**Exercise task**.
Rewrite the material below with "white market umbrella" changed to "white patio umbrella" and nothing else altered.

»»

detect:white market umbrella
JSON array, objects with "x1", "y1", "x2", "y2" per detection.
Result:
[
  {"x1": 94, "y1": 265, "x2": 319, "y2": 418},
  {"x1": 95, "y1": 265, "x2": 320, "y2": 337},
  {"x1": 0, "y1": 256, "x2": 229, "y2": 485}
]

««

**Written answer**.
detect:white patio umbrella
JSON array, objects with "x1", "y1", "x2", "y2" per detection.
Result:
[
  {"x1": 94, "y1": 265, "x2": 319, "y2": 418},
  {"x1": 95, "y1": 265, "x2": 320, "y2": 337},
  {"x1": 0, "y1": 256, "x2": 229, "y2": 485}
]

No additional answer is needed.